[PAGE EXTRACT]:
——

Transcontinental Ins. Co. v. Rainwater Const. Co.

Decision Date05 December 2007
Docket NumberNo. 07-1394.,No. 07-1011.,No. 07-1448.,07-1011.,07-1394.,07-1448.
Citation509 F.3d 454
PartiesTRANSCONTINENTAL INSURANCE COMPANY; Transportation Insurance Company, Appellants/Cross-Appellees, v. RAINWATER CONSTRUCTION COMPANY, LLC; Timothy Rainwater; Arthur D. Rainwater; Rickey J. Kitchen, Appellees/Cross-Appellants.
CourtU.S. Court of Appeals — Eighth Circuit

John C. Tollefson, argued, Dallas, TX, (Stephen A. Melendi and Aaron L. Mitchell, Dallas TX, on the brief), for appellant/cross-appellees.

Daniel T. williams, argued, Jonesboro, AR, for appellee/cross-appellants.

Before RILEY, TASHIMA,1 and SMITH, Circuit Judges.

RILEY, Circuit Judge.

Rainwater Construction Company, LLC (Rainwater) purchased insurance policies from Transcontinental Insurance Company and Transportation Insurance Company, both subsidiaries of CNA Financial Corporation (collectively, CNA). The insurance policies contained a "Named Driver Exclusion Endorsement," which stated that insurance coverage "does not apply to any claims, damages, expenses or `loss' ... arising out of the maintenance, operation or use of any `auto' by [Rickey Joseph Kitchen (Kitchen)]." On October 19, 2005, as Kitchen drove a Rainwater truck and trailer over an overpass, the trailer detached from the truck, crashing into Scottie Lane's (Lane) truck and seriously injuring both Lane and Michael New (New), a passenger in the truck.

——

[RAW DATA]:
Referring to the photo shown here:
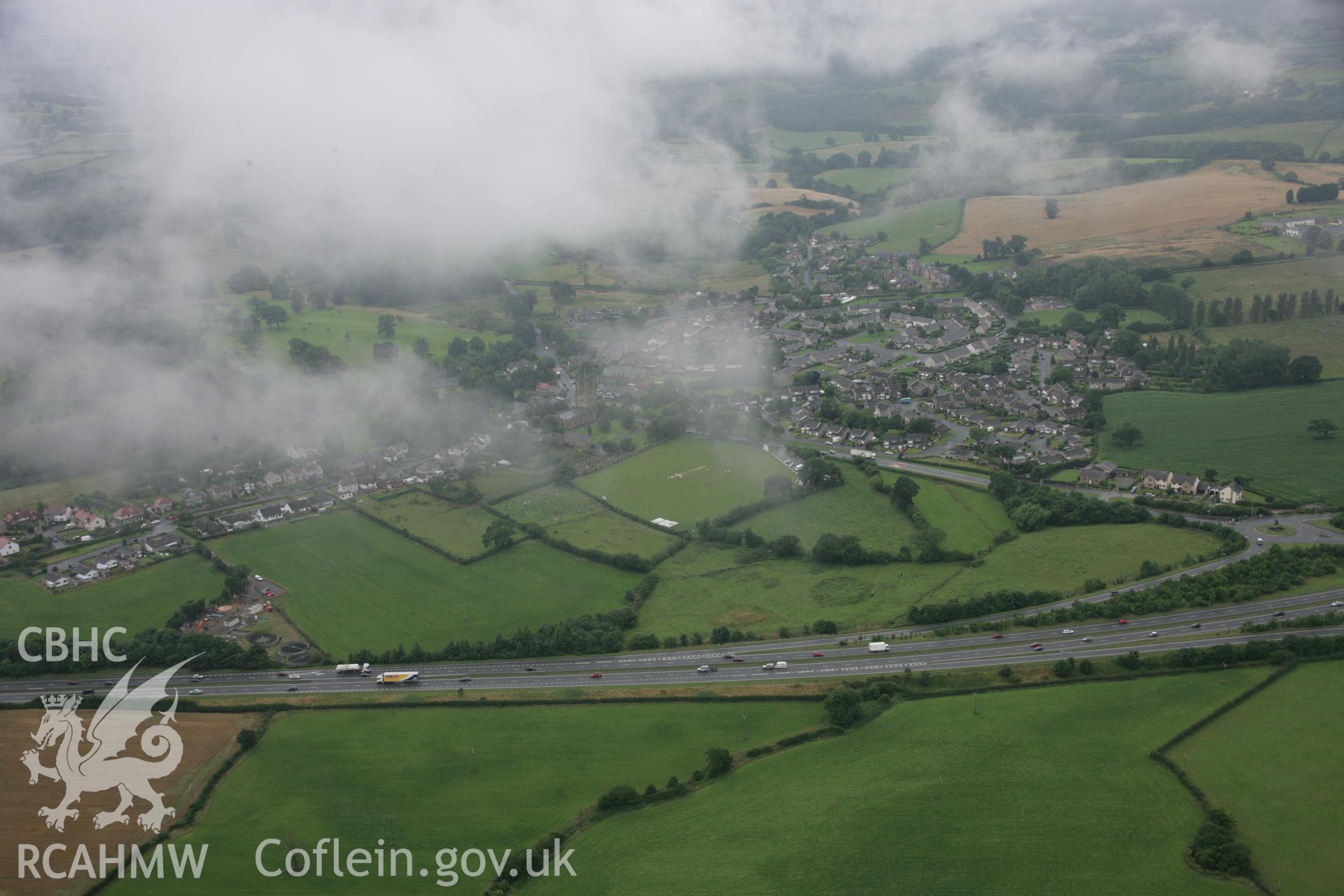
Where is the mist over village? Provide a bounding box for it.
[0,0,1344,896]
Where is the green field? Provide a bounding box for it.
[212,513,638,657]
[640,521,1218,637]
[1017,307,1167,326]
[472,469,542,504]
[204,299,503,367]
[1176,251,1344,303]
[364,491,496,559]
[528,669,1258,896]
[1144,120,1344,157]
[575,435,792,529]
[827,199,961,253]
[0,555,225,638]
[1100,382,1344,504]
[817,166,916,193]
[1188,662,1344,893]
[739,468,1012,552]
[496,485,676,557]
[126,703,822,893]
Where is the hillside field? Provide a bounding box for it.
[528,669,1268,896]
[496,485,678,556]
[575,435,793,531]
[1176,251,1344,302]
[0,555,225,638]
[942,161,1311,263]
[1172,662,1344,893]
[738,466,1012,552]
[638,518,1217,637]
[212,513,638,657]
[363,491,496,559]
[827,199,962,255]
[128,701,822,893]
[1100,382,1344,504]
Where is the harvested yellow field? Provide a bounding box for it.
[939,161,1301,262]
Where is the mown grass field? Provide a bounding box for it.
[818,166,916,193]
[640,521,1217,637]
[827,199,962,254]
[1017,307,1168,326]
[363,491,496,559]
[1176,253,1344,303]
[472,469,538,503]
[212,513,638,657]
[575,435,792,529]
[0,470,130,516]
[1188,662,1344,893]
[203,299,503,367]
[131,703,822,893]
[1100,382,1344,504]
[738,466,1012,552]
[528,669,1263,896]
[1157,314,1344,377]
[0,555,225,638]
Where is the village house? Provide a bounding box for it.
[111,504,145,525]
[70,507,108,532]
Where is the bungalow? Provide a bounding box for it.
[145,532,181,554]
[70,563,102,582]
[4,507,38,528]
[111,504,145,525]
[1170,473,1199,494]
[255,504,290,523]
[70,507,108,532]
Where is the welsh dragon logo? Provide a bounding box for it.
[20,657,195,833]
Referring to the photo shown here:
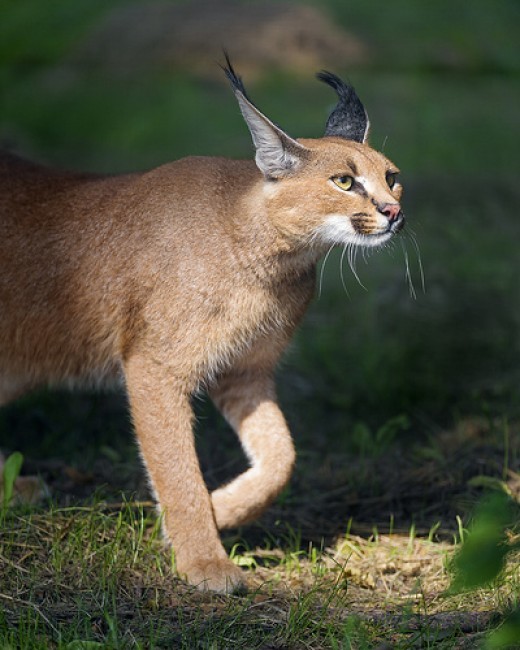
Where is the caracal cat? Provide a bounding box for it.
[0,60,404,592]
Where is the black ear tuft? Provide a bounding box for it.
[220,50,251,101]
[221,51,308,179]
[316,70,370,142]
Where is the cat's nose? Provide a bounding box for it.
[379,203,401,222]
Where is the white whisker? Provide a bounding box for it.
[348,244,368,291]
[408,230,426,293]
[401,239,417,300]
[339,244,350,298]
[318,244,335,300]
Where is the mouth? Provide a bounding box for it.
[386,212,406,235]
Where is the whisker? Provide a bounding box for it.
[318,244,335,300]
[339,244,350,298]
[348,244,368,291]
[401,239,417,300]
[408,230,426,293]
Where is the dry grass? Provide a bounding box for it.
[0,419,520,650]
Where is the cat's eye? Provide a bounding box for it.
[386,172,397,189]
[332,175,354,192]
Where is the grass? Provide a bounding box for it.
[0,0,520,650]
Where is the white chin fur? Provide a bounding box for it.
[316,214,392,247]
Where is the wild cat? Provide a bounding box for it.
[0,60,404,592]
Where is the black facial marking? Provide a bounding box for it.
[347,159,358,176]
[316,70,368,143]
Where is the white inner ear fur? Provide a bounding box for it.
[235,91,306,178]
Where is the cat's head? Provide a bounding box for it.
[225,59,404,247]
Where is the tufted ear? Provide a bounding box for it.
[316,70,370,142]
[223,54,308,179]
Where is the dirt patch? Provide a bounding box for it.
[75,0,368,77]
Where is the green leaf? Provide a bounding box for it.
[3,451,23,508]
[450,492,513,592]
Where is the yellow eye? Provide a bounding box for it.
[332,176,354,192]
[386,172,397,189]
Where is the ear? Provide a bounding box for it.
[223,54,308,179]
[316,70,370,143]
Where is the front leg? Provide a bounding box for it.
[125,355,244,592]
[211,370,295,529]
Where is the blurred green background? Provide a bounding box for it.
[0,0,520,470]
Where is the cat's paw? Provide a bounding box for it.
[177,558,247,594]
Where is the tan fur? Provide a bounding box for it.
[0,73,401,591]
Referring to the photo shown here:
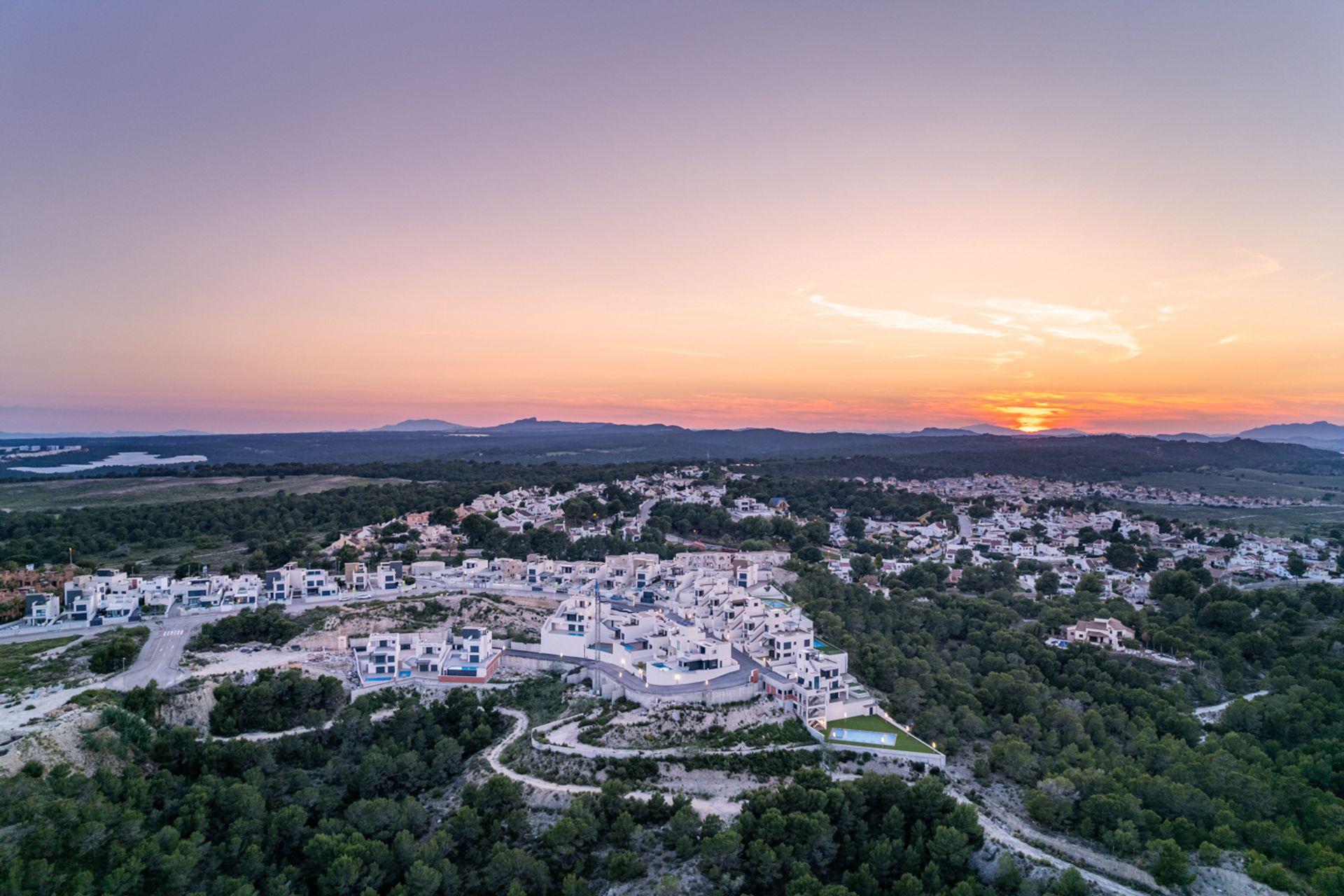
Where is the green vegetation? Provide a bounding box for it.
[89,626,149,674]
[648,481,955,550]
[0,626,149,694]
[0,690,505,895]
[1121,469,1344,510]
[0,461,677,568]
[210,669,345,738]
[0,634,79,694]
[827,716,938,755]
[0,475,388,512]
[187,605,336,650]
[789,568,1344,892]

——

[EXERCISE PROMPT]: In the appeals court opinion, why are Transcontinental Insurance Company and Transportation Insurance Company referred to together as CNA? Answer in one to three sentences.

[IN RESPONSE]: Both companies are subsidiaries of CNA Financial Corporation, so the opinion refers to them collectively as CNA.